● THE EXERCISE: Rewrite all the items below as a JSON list of strings, with one string for each line and no strings for blank lines. Leave the pictures out of your answer.

Begin LISTING

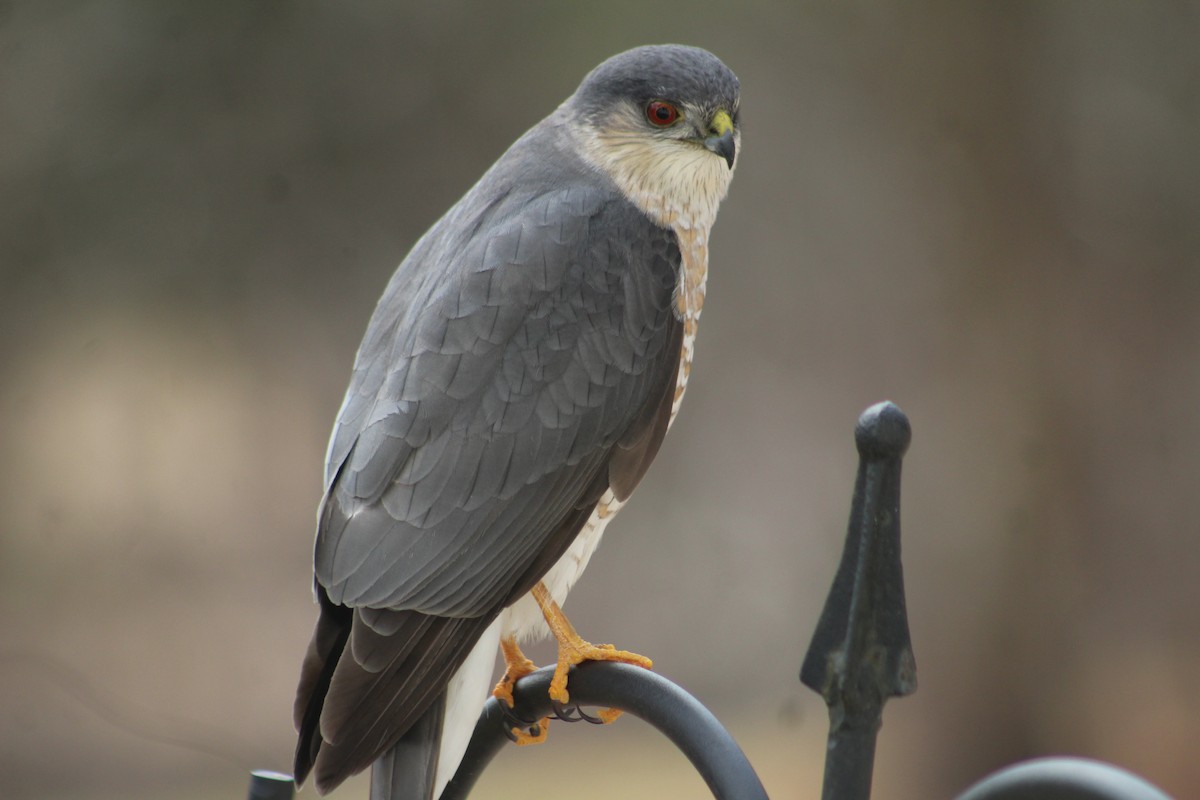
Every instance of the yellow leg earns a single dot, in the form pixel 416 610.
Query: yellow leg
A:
pixel 517 667
pixel 573 650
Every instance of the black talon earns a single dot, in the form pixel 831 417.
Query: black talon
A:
pixel 574 714
pixel 514 720
pixel 585 715
pixel 565 713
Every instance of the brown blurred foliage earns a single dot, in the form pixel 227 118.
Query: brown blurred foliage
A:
pixel 987 212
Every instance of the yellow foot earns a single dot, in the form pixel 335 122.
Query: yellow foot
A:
pixel 573 650
pixel 517 667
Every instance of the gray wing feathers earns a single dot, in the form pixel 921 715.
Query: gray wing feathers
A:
pixel 528 358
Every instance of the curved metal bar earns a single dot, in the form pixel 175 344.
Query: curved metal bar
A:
pixel 679 716
pixel 1062 779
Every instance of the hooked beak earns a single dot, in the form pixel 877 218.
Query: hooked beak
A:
pixel 721 137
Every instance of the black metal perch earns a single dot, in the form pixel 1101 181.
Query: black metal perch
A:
pixel 651 697
pixel 859 656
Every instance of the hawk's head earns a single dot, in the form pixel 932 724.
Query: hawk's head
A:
pixel 663 122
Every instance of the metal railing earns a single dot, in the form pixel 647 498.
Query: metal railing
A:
pixel 861 655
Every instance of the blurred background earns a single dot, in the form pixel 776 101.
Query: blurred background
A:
pixel 987 212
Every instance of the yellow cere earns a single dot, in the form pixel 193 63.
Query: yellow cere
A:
pixel 723 122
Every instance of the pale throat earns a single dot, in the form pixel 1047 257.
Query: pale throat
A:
pixel 679 185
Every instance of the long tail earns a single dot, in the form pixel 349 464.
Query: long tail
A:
pixel 408 771
pixel 421 764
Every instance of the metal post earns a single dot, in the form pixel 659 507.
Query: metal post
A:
pixel 265 785
pixel 861 653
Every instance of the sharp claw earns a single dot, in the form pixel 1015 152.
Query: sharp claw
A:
pixel 567 713
pixel 575 714
pixel 585 715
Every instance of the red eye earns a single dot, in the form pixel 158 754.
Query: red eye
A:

End LISTING

● FULL SOLUTION:
[
  "Every instance of the yellow leg earns a single dot, in the form pixel 416 610.",
  "Query: yellow leg",
  "A:",
  "pixel 517 667",
  "pixel 573 650",
  "Every instance of the black talon earns a single dot, in the form pixel 831 417.",
  "Query: black talon",
  "A:",
  "pixel 574 714",
  "pixel 514 720",
  "pixel 585 715",
  "pixel 565 713",
  "Every instance of the brown blurred foliage earns a single dot, in the form pixel 227 118.",
  "Query: brown blurred foliage",
  "A:",
  "pixel 987 212",
  "Every instance of the yellow foot earns a single dot, in the form pixel 335 122.",
  "Query: yellow foot",
  "A:",
  "pixel 573 650",
  "pixel 517 667",
  "Every instance of the gray wing feathers earns a single dot, in the form pixel 921 715.",
  "Query: gray wing feathers",
  "A:",
  "pixel 528 358",
  "Every instance of the curved metal bar earns a single dot, in the form pixel 175 344.",
  "Query: curved metal bar",
  "A:",
  "pixel 679 716",
  "pixel 1062 779",
  "Every instance of the hooked beak earns a single dot, in the form pixel 877 218.",
  "Query: hooked beak",
  "A:",
  "pixel 721 137",
  "Every instance of the black metal perch earns a single dot, in the form pixel 1101 181.",
  "Query: black metal perch",
  "A:",
  "pixel 651 697",
  "pixel 859 656",
  "Every instance of the hawk's head earns a single dot, in the form pixel 932 724.",
  "Query: hawk's head",
  "A:",
  "pixel 663 122",
  "Every instance of the metal railing earns a single dot, in the form pixel 647 498.",
  "Query: metal railing",
  "A:",
  "pixel 861 655",
  "Every instance of the blurred background earns a single dot, in the form pixel 776 101.",
  "Query: blurred background",
  "A:",
  "pixel 987 212",
  "Every instance of the yellow cere earns a single dot, in the form pixel 193 63.",
  "Query: yellow cere",
  "A:",
  "pixel 723 122",
  "Every instance of the pale throat earns a single dot, in the form pixel 1047 257.",
  "Query: pale throat",
  "A:",
  "pixel 679 185",
  "Every instance of the long tail earns a single dot, in the form pixel 349 464.",
  "Query: long tail",
  "A:",
  "pixel 408 771",
  "pixel 421 764",
  "Every instance of the metal post earns a single dot, in the form pixel 659 507.",
  "Query: metal post",
  "A:",
  "pixel 265 785",
  "pixel 861 653",
  "Every instance of the sharp claw earns a single dot, in the form pixel 1015 152.",
  "Query: sharp claw",
  "A:",
  "pixel 567 713",
  "pixel 575 714",
  "pixel 585 715",
  "Every instance of the red eye earns a single dot, in the form pixel 158 754.",
  "Query: red eye",
  "A:"
]